### Instruções da tarefa:
Diga se cada afirmação abaixo está de acordo com o texto sobre o faixa branca no jiu-jitsu, respondendo sim ou não e citando entre aspas as palavras do texto que decidem. (a) Os alunos iniciantes costumam ser maioria nas aulas. (b) Uma academia disciplinadora funciona como um quartel general. (c) Nas academias corretas, o aluno que transgride as regras do tatame é humilhado.

### Texto de origem:
★ ★ ★

A resposta pode estar em dois pontos: 1. Personalidade e; 2. Maus exemplos. Eu mesma já presenciei professores declarando: “faixa branca não me interessa, pra mim eles são nada!”. O fato é que nem todo professor tem habilidade, didática ou paciência para lidar com quem está começando no jiu-jitsu e por conta disso acabam transferindo essa “herança” ao seu legado, alimentando um ciclo abominável e muitas vezes traumático para quem cai nas mãos de pessoas assim. Neste contexto o faixa branca não pode se pronunciar, se posicionar, tampouco contestar o que é dito dentro da academia (e às vezes nem fora dela) sob o risco de ser humilhado sem qualquer motivo justificável.
A graduação deveria ser dada para o aluno que atende aos princípios da evolução na Arte e na observação da humildade, da polidez e do respeito às regras que sempre devem acompanhá-lo. Infelizmente nem todos usam esses critérios para graduar e ao não usá-los acabam transitando na contramão do óbvio e conduzindo os seus alunos pelo mesmo caminho. Por isso é muito comum se observar em algumas academias alunos graduados exercendo a sua tirania, arrogância e impondo um poder exacerbado aos menos graduados. Tenha certeza absoluta que isso é mais comum do que parece e existe mesmo muita gente por aí que não sabe a mínima diferença entre ser disciplinador e ser autoritário.
Por outro lado, há academias corretas, onde o aluno iniciante não é tratado com menosprezo, reducionismos ou arrogância vindos do professor ou dos mais graduados. Há a prevalência do ensino focado na essência da arte da luta, no qual o aluno aprende a se posicionar diante de todos sem se sentir constrangido; aprende as regras do tatame assim que pisa nele pela primeira vez e assim saberá que será repreendido (e não humilhado) quando transgredir alguma delas; aprende a respeitar as hierarquias das faixas sem sentir a sua própria faixa desmerecida; aprende que se ele cumprimenta o mais graduado é por valorização, respeito e admiração. Entende-se que uma academia disciplinadora está longe de ser um quartel general onde manda quem pode, obedece quem tem juízo.
É preciso reconhecer o valor que os alunos iniciantes possuem, pois todos que lidam com o jiu-jitsu sabem que são eles que mantêm as academias por serem quase sempre maioria nas aulas. São eles que precisam ser motivados para não desistirem no primeiro obstáculo. Os valores do jiu-jitsu são ensinados quando se é faixa branca e se este aprendizado for comprometido teremos cada vez mais graduados com o perfil de tiranos e ditadores nas academias que refletirão fora delas.
É preciso atentar para os exageros, erradicar situações do tipo “aqui faixa branca é que limpa o tatame”; “paga 10 aí, ô faixa branca, por se meter na conversa de graduado!”; “faixa branca não é gente”. Ao invés disso é preciso informar que todos devem contribuir para a melhor conduta das aulas, ajudar com a higiene do local de treino, solicitar apoio e não impô-la pelo simples argumento de que “o branca tem obrigação que fazer”.
Se o faixa preta é o branca que não desistiu, ele com certeza teve vários motivos para ficar e persistir. Seria mais nobre se cada graduado que ajudou o branca a não desistir fosse lembrado por ter sido ponte e não obstáculo para a formação de um graduado responsável com seus pares e cidadão de bem. Lembre-se, antes de qualquer faixa, antes até do jiu-jitsu, somos todos seres humanos que merecem respeito. A Arte Suave agradece e a humanidade também.
E sabe para que serve o faixa branca? Para sempre nos lembrar de onde viemos.

★ ★ ★

### Informações da fonte:

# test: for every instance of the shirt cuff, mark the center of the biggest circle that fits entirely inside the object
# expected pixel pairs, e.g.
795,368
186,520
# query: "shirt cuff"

★ ★ ★

### Resposta do exercício:
(a) Sim: “por serem quase sempre maioria nas aulas”.
(b) Não: “uma academia disciplinadora está longe de ser um quartel general onde manda quem pode, obedece quem tem juízo”.
(c) Não: “saberá que será repreendido (e não humilhado) quando transgredir alguma delas”.